Format every line of the items below as a Markdown table with the columns Row and Line, numbering each row and leaving out blank lines. Don't include the pictures in the table.

------ Supplied material

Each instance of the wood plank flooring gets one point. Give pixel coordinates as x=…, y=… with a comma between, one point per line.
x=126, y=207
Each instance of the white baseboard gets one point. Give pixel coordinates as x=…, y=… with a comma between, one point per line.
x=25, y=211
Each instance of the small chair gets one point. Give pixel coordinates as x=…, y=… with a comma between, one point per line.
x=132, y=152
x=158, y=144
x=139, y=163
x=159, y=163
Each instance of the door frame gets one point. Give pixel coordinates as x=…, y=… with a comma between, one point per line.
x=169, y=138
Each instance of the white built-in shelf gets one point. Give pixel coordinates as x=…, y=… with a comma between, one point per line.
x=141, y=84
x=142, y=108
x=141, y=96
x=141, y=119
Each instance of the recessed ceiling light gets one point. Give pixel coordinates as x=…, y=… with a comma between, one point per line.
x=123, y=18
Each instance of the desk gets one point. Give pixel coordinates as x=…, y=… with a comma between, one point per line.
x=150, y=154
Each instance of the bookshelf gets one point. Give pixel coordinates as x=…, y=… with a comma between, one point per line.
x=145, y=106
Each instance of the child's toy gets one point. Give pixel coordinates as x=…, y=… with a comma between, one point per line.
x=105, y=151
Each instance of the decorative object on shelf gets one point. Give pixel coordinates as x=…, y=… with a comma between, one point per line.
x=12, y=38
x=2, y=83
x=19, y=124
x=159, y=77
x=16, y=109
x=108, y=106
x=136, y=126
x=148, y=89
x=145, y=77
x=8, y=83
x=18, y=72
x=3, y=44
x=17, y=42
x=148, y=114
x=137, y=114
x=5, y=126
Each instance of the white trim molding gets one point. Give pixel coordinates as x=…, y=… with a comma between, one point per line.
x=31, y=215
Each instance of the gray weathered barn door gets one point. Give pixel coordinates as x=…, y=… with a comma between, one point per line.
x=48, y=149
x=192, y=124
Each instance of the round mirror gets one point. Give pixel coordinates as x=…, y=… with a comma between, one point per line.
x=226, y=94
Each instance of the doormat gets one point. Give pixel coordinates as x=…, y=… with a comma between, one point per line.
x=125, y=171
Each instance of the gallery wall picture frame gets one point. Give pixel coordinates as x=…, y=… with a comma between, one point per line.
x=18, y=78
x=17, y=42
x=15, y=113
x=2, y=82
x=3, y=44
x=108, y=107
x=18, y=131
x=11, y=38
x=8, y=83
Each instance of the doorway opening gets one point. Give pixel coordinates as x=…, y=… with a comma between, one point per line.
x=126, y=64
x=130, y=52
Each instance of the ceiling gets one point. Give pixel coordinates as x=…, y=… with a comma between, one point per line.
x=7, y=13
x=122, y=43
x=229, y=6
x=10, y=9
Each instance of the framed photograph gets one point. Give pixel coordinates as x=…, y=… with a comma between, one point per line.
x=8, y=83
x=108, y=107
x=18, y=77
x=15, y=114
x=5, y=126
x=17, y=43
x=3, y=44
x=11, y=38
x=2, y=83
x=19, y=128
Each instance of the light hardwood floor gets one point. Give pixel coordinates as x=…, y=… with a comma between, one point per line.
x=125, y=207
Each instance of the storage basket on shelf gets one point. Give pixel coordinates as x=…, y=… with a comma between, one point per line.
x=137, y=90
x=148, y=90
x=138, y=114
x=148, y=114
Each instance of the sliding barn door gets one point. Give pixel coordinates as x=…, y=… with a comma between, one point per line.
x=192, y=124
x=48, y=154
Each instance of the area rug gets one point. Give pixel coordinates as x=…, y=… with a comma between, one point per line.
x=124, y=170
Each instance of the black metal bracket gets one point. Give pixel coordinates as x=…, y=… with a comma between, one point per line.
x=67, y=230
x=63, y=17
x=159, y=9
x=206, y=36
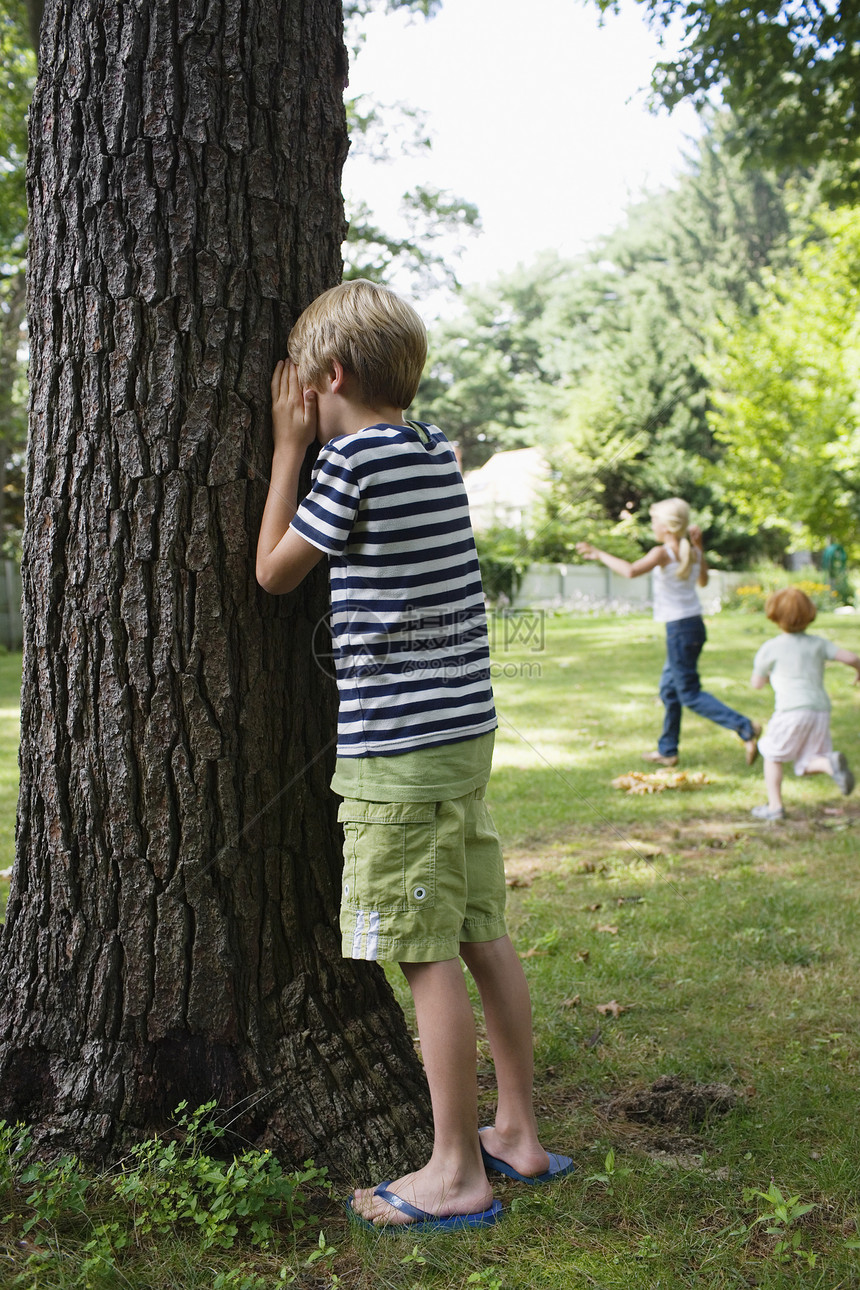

------------

The answer:
| Row | Line |
|---|---|
| 1 | Each instance of the wood plank flooring gets one point. Give pixel coordinates as x=…, y=… with a comma between, one point per line. |
| 2 | x=126, y=207 |
| 3 | Each instance of the white baseboard gets one point. Give pixel coordinates as x=…, y=… with a comma between, one point per line. |
| 4 | x=25, y=211 |
| 5 | Each instance of the small chair gets one point. Give pixel coordinates as x=…, y=… with a comma between, one point per line. |
| 6 | x=132, y=152 |
| 7 | x=158, y=144 |
| 8 | x=139, y=163 |
| 9 | x=159, y=163 |
| 10 | Each instance of the door frame gets one point. Give pixel coordinates as x=…, y=… with a comma between, one point per line. |
| 11 | x=169, y=138 |
| 12 | Each instance of the white built-in shelf gets one point. Give pixel coordinates as x=…, y=… with a comma between, one point per line. |
| 13 | x=141, y=84 |
| 14 | x=142, y=108 |
| 15 | x=141, y=96 |
| 16 | x=141, y=119 |
| 17 | Each instance of the recessed ceiling light gets one point. Give pixel coordinates as x=…, y=… with a comma between, one point per line. |
| 18 | x=123, y=18 |
| 19 | Each instance of the desk gets one point. Give pixel coordinates as x=…, y=… with a comma between, one point per line. |
| 20 | x=150, y=154 |
| 21 | Each instance of the bookshelf gets one point. Give pixel coordinates as x=…, y=… with a comma between, one point per line. |
| 22 | x=145, y=106 |
| 23 | Each instance of the child's toy gets one point. Give pixel coordinates as x=…, y=… with a comma between, one point per line. |
| 24 | x=105, y=151 |
| 25 | Each instance of the decorative object on shelf gets one point. Give pixel coordinates as x=…, y=… with a comma between, one point per line. |
| 26 | x=12, y=38 |
| 27 | x=2, y=83 |
| 28 | x=19, y=124 |
| 29 | x=159, y=77 |
| 30 | x=16, y=109 |
| 31 | x=108, y=106 |
| 32 | x=136, y=126 |
| 33 | x=148, y=89 |
| 34 | x=145, y=77 |
| 35 | x=8, y=83 |
| 36 | x=18, y=72 |
| 37 | x=3, y=44 |
| 38 | x=17, y=42 |
| 39 | x=148, y=114 |
| 40 | x=137, y=114 |
| 41 | x=5, y=126 |
| 42 | Each instance of the white trim molding gets one point. Give pixel coordinates as x=…, y=… with a comma between, one point per line. |
| 43 | x=31, y=215 |
| 44 | Each instance of the gray weathered barn door gets one point. Give pixel coordinates as x=…, y=… with a comma between, one point per line. |
| 45 | x=48, y=149 |
| 46 | x=192, y=124 |
| 47 | Each instance of the round mirror gets one point. Give pixel coordinates as x=…, y=… with a comma between, one point per line. |
| 48 | x=226, y=94 |
| 49 | Each instance of the doormat gets one point. Give pixel coordinates as x=…, y=… with a comma between, one point per line. |
| 50 | x=125, y=171 |
| 51 | Each instance of the gallery wall picture frame gets one point. Give pixel coordinates as x=…, y=… with a comma between, one point per line. |
| 52 | x=18, y=78 |
| 53 | x=17, y=42 |
| 54 | x=15, y=113 |
| 55 | x=2, y=82 |
| 56 | x=3, y=44 |
| 57 | x=108, y=107 |
| 58 | x=18, y=131 |
| 59 | x=11, y=38 |
| 60 | x=8, y=83 |
| 61 | Each instance of the doorway opening gets one point. Give pixel coordinates as x=…, y=… with a comma between, one point per line. |
| 62 | x=126, y=64 |
| 63 | x=130, y=52 |
| 64 | Each instance of the ceiling gets one point. Give pixel coordinates as x=…, y=… with a comma between, one point per line. |
| 65 | x=7, y=13 |
| 66 | x=122, y=43 |
| 67 | x=229, y=6 |
| 68 | x=10, y=9 |
| 69 | Each instance of the framed photograph gets one point. Give pixel coordinates as x=…, y=… with a comma between, one point per line. |
| 70 | x=8, y=83 |
| 71 | x=108, y=107 |
| 72 | x=18, y=77 |
| 73 | x=15, y=114 |
| 74 | x=5, y=126 |
| 75 | x=17, y=43 |
| 76 | x=3, y=44 |
| 77 | x=11, y=38 |
| 78 | x=2, y=83 |
| 79 | x=19, y=128 |
| 80 | Each instance of the light hardwood floor gets one point. Give pixel coordinates as x=…, y=… with a comma between, one point per line. |
| 81 | x=125, y=207 |
| 82 | Each instance of the storage basket on shelf gets one point. Give pixel coordinates as x=…, y=… with a comma between, one point per line. |
| 83 | x=137, y=90 |
| 84 | x=148, y=90 |
| 85 | x=138, y=114 |
| 86 | x=148, y=114 |
| 87 | Each instance of the sliding barn door gets one point. Give pixel coordinates as x=…, y=… with a comma between, one point per line. |
| 88 | x=192, y=124 |
| 89 | x=48, y=154 |
| 90 | Each instance of the area rug gets one point. Give pixel coordinates as x=…, y=… with a comma between, one point per line. |
| 91 | x=124, y=170 |
| 92 | Each instance of the black metal bracket gets one point. Give pixel coordinates as x=…, y=… with a comma between, one point per line. |
| 93 | x=67, y=230 |
| 94 | x=63, y=17 |
| 95 | x=159, y=9 |
| 96 | x=206, y=36 |